### PROVIDED PASSAGE
● ● ● ● ● ● ●

This research identifies critical external drivers – such as climate change, the critical minerals rush, geo- and socio-political instability – outside of the industry’s control that will shape how mining operations are developed and managed in the future. 

  • Mining communities are becoming more vulnerable: extreme weather events and rising temperatures driven by climate change are exacerbating geo- and socio-political volatility thereby eroding resilience and increasing vulnerability of local communities. This instability will likely impede companies’ ongoing investment in social performance as the status of operating in challenging regions becomes more uncertain.  

  • Decreased community resilience increases risk to mining companies: Linked to this is the effect this will have on the operational stability of mining companies, and the knock-on risk to companies’ social licence to operate.  

  • The critical minerals rush may overwhelm community and even company capacity to develop mines safely, without conflict, and to the benefit of stakeholders: Mining’s challenge is to demonstrate the value of the industry to governments, investors and increasingly connected communities as it navigates the super cycle driven by demand for critical metals and minerals. Companies will proactively need to integrate social performance outcomes into business and environmental, social and governance (ESG) strategies. 

  • Covid has caused society to care more, and demand more of businesses: Covid-19 underscored that society most cares about safety, community, social impact, and the environment. This is something that has been seen across all sectors and has led public leaders, civil society, and capital investors to increase scrutiny on ESG matters and, for mining companies, to contribute more to community resilience. 

  • Mining companies must define/refine their community resilience strategies to deliver on ESG responsibilities more publicly and explicitly: Doing so will allow companies to meaningfully foster the skills that communities need to succeed in climate-threatened and technology-enabled economies, while securing competitive advantage among investors, governments, and downstream customers who increasingly value sustainability. 

  • Industry-external drivers that will shape the future of mining will disproportionately affect women: Extreme weather and rising temperature, worsening water stress, scarcity, conflict and geo- and socio-political instability, and the critical minerals rush will have outsized impacts on, and further marginalise, women who generally rely more on natural resources for care giving, subsistence and income.

● ● ● ● ● ● ●

### DATA FOR REVIEW
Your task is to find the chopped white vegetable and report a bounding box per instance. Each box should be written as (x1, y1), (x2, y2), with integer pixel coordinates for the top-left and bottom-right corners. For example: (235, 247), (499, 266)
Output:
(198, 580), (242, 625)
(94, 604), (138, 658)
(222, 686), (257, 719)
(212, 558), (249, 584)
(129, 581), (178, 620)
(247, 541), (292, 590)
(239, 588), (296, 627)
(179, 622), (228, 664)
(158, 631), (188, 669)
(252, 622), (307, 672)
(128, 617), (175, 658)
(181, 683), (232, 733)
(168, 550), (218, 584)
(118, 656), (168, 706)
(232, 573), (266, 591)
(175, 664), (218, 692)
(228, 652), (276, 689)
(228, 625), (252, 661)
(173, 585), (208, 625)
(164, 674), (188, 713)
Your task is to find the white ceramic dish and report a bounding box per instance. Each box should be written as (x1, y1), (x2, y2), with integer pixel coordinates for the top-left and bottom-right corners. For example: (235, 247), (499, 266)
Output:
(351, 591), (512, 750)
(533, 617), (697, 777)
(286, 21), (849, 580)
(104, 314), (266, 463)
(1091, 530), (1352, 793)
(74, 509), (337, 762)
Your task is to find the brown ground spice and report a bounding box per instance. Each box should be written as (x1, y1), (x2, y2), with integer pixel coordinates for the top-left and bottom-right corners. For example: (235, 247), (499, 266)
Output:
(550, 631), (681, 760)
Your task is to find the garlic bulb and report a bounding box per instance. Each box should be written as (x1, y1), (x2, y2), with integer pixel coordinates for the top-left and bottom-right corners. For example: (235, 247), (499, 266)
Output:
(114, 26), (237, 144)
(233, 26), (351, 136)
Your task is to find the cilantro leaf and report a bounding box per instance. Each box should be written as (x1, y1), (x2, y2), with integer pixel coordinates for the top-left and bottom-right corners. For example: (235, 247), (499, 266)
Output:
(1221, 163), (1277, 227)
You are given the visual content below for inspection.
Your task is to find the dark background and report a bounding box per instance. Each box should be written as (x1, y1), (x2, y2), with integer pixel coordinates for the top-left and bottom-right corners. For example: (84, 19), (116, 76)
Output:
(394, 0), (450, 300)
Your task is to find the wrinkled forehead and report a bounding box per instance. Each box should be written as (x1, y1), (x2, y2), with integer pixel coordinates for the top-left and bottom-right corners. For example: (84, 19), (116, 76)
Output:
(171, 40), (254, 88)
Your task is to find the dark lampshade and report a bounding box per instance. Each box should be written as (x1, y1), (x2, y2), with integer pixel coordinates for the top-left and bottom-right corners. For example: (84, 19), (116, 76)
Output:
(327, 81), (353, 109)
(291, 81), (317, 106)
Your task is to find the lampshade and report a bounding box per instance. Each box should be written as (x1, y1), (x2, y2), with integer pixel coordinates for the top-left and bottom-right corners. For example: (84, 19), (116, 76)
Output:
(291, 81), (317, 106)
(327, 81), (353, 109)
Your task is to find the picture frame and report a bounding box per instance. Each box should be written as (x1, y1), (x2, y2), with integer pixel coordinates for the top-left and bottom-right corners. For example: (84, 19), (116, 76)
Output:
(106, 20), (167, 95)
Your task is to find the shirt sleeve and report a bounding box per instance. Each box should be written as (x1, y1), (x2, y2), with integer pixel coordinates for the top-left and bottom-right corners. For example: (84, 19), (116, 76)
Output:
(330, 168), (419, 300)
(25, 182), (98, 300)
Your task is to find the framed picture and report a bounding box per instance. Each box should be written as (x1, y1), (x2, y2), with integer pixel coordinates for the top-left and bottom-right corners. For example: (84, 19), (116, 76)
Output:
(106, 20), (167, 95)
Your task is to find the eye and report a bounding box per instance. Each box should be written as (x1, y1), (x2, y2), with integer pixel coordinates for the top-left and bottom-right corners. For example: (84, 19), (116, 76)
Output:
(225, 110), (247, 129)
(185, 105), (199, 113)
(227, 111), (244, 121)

● ● ● ● ● ● ●

### BRIEF 1
Summarize the passage about the future of mining in two sentences.
### BRIEF 2
Copy out word for word the part of the passage about the future of mining starting with "This research identifies" and going on through "in the future.".
Draw only on the passage about the future of mining, not on the items.

### RESPONSE AREA 1
The research identifies external drivers such as climate change, the critical minerals rush, and geo- and socio-political instability that will shape how mining operations are developed and managed, with climate-driven volatility making mining communities more vulnerable and raising operational and social license risks for companies. Companies must define or refine their community resilience strategies to deliver on ESG responsibilities more publicly amid scrutiny that grew after Covid-19, and these drivers will disproportionately affect women who rely more on natural resources.

### RESPONSE AREA 2
This research identifies critical external drivers – such as climate change, the critical minerals rush, geo- and socio-political instability – outside of the industry’s control that will shape how mining operations are developed and managed in the future.